====== Input data ======

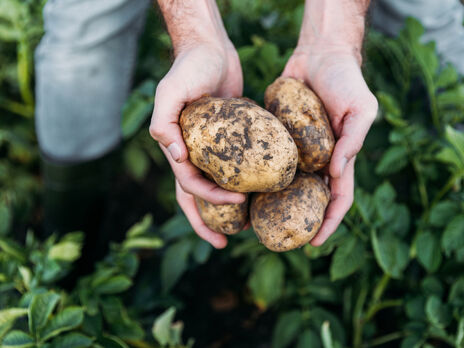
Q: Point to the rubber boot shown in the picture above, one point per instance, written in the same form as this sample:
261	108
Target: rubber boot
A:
75	199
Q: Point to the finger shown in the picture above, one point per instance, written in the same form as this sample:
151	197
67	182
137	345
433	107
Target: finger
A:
354	130
164	127
247	226
189	207
342	199
193	182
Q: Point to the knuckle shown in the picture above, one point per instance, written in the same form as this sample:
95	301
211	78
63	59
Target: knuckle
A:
373	106
157	132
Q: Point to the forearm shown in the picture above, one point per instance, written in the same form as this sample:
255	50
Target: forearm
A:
190	22
334	25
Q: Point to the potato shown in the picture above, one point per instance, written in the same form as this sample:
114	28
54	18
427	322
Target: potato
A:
223	218
242	146
303	114
290	218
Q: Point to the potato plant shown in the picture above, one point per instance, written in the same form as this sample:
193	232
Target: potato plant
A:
390	276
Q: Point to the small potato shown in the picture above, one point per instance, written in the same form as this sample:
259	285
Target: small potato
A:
223	218
242	146
303	114
290	218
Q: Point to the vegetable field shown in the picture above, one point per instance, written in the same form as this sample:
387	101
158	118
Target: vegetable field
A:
391	276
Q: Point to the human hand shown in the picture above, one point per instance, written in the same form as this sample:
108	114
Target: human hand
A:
205	68
335	76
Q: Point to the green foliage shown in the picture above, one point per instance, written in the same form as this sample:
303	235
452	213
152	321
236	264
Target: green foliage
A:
391	275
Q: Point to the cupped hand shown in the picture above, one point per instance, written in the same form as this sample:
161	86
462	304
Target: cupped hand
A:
335	76
197	70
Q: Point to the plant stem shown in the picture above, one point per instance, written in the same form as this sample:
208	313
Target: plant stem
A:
358	317
385	339
380	288
379	306
421	184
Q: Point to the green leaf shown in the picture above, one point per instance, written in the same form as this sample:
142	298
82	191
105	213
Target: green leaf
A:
428	251
65	251
11	314
388	103
40	309
399	221
365	205
309	339
348	258
338	238
453	237
141	227
456	296
392	254
148	242
175	227
453	97
299	264
431	285
320	315
109	341
13	249
438	314
449	156
456	138
384	195
137	109
415	308
326	335
162	327
174	263
65	320
460	334
442	213
448	76
412	341
393	160
287	328
202	251
137	162
114	285
266	280
5	219
17	339
72	340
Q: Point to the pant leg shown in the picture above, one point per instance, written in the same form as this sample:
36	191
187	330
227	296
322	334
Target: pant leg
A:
442	20
84	66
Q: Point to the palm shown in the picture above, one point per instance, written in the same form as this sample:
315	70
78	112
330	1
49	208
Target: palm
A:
351	107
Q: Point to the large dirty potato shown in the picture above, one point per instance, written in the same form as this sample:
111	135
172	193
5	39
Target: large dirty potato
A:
303	114
290	218
242	146
223	218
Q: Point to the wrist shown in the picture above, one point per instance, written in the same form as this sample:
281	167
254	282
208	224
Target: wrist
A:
333	27
194	22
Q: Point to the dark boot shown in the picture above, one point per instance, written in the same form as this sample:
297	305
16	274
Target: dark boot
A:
75	199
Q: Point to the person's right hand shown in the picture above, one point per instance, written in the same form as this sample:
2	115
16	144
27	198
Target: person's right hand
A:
197	70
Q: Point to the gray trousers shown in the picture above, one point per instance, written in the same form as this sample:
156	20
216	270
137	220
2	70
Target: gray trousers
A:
84	66
85	60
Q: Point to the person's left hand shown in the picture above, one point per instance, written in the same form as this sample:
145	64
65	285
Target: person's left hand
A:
335	76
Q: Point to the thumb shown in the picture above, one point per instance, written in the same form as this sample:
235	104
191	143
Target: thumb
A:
353	133
164	126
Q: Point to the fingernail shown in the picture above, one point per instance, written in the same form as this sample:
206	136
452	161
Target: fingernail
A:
326	179
343	165
174	150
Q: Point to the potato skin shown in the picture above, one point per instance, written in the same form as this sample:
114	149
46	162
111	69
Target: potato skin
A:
223	218
242	146
290	218
303	114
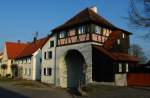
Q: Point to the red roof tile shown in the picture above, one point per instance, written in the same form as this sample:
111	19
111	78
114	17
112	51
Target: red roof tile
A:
33	47
19	50
112	39
116	56
14	49
86	16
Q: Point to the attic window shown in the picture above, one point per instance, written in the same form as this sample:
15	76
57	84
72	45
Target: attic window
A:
51	43
81	30
120	67
62	34
97	29
123	35
118	41
127	67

======

» **Task details**
Reproduce every one of the records above with "shown in the picture above" changed to "visible in the photo" wherever it occurs, keeping everything else the same. Leave the pictures out of your answer.

» **Reply to the exercise**
Q: Point to the rubber boot visible in the photo, one point per instance, written in the same form as this sample:
261	108
Target: rubber boot
A:
75	199
Q: Point to the finger visible in the photo, one point per instance, written in the same form as this sample:
151	197
67	182
137	345
433	107
Target: finger
A:
354	130
164	127
247	226
189	207
342	199
193	182
Q: Point to the knuckle visible in the photo, one point per instance, written in the same form as this sample:
95	301
211	78
63	59
Target: knuckle
A:
373	106
157	132
Q: Point to the forearm visible in the photo, one point per instance, written in the same form as this sample:
255	50
Target: forearm
A:
190	22
334	25
Q: Point to the potato visible in the photo, one point per instance, written in the same form as this sample:
114	28
54	18
427	322
Target: potato
A:
223	218
242	146
303	114
290	218
Q: Point to the potato plant visible in the photo, one point per instance, written in the same form as this sample:
193	232
Target: potato plant
A:
390	276
Q: Point to the small potato visible in the photo, one point per instance, written in the same form as this sample:
259	285
Target: small potato
A:
223	218
242	146
303	114
290	218
Q: Point to the vegetable field visible in the photo, one point per instance, written in the same form as this sample:
387	101
158	118
Target: vegetable field
A:
391	276
Q: Point to the human hand visible in the photo, one point per instance, written in the same form as this sample:
108	114
Target: human hand
A:
205	68
335	76
Q: Point to the green foliage visible in the photo, one point per instance, written in the same form as this sample:
303	235
452	213
152	321
236	264
Target: green foliage
A:
391	275
Q: Point to the cupped hand visible in the photo, one point per instance, written in the same form as this sample:
161	86
462	304
Target: cupped hand
A:
335	76
197	70
Q: Point to the plant stem visible in the photo, one point per instance, written in the same form as this sample:
208	313
Target: plant stem
A:
358	317
385	339
380	288
379	306
421	184
Q: Point to the green leaf visible in the photo, one point per instance, written in the same form as this sample:
142	298
82	191
105	213
Target: green leaf
A:
428	251
65	251
11	314
388	103
40	309
399	221
365	205
309	339
348	258
338	238
453	237
141	227
456	296
392	254
148	242
175	227
453	97
299	264
431	285
320	315
109	341
13	249
438	314
449	156
456	138
384	195
137	109
415	308
326	335
162	327
174	263
65	320
460	334
442	213
448	76
412	341
393	160
287	328
202	251
137	162
114	285
266	280
5	219
17	339
72	340
Q: Point to the pant leg visible in the photo, one point per instance, written in the same form as this sample:
36	191
187	330
227	296
322	334
Target: pant leg
A:
442	20
84	66
Q: Point to the palm visible in the photo, one point per instance, written in the same form as this sample:
315	70
78	112
330	1
49	208
Target: palm
A:
351	107
Q: Point to the large dirty potato visible in the photo, one point per instance, written in the same form as this sample:
111	135
172	193
5	39
Target: large dirty potato
A:
303	114
290	218
242	146
223	218
Q: Point to the wrist visible in the photo, one point per instance, written in the same form as this sample:
281	167
254	282
208	224
Target: wrist
A:
333	27
194	22
Q: Point to the dark boot visible in the photo, one point per instance, written in the same form as this sample:
297	305
16	274
Target: dark boot
A:
75	199
Q: Point to the person's right hand visible in the photo, one point per instance, written in the same form as this sample:
2	115
16	144
27	198
Target: person's right hand
A:
197	70
Q: Point to the gray trousers visible in the photo, one point per instance, written in the same form as this sample:
156	20
216	270
137	220
2	70
Target: gray trousers
A:
84	66
85	60
Q: Point to the person's left hand visible in the photo, one point per instance, written in the same form as this sample:
145	64
65	285
Target: person's left hand
A:
335	76
Q: Point to the thumb visible in the photo, one point per instance, written in the same form as this sample:
235	104
191	143
Target: thumb
A:
353	133
164	126
Q: Point to the fingernail visible in the photo, one point per instance, written in the same form as this sample:
206	136
452	161
Target: fingernail
A:
326	179
343	165
174	150
Q: Point to the potato skin visible in the photo, one point per instance, written in the same form as this sample:
114	149
46	162
111	69
Target: potato skin
A:
223	218
242	146
290	218
303	114
Q: Point to the red roof tile visible in the photo, one point per instance, written in the same form as this sample:
111	19
111	78
114	17
112	51
Target: red roof tile
A:
33	47
19	50
112	39
116	56
14	49
86	16
Q: Point to the attic window visible in the photo, one point per instance, written in the same form as this sample:
15	76
57	84
72	45
Target: attic window
A:
51	43
81	30
120	67
62	34
97	29
123	35
118	41
127	67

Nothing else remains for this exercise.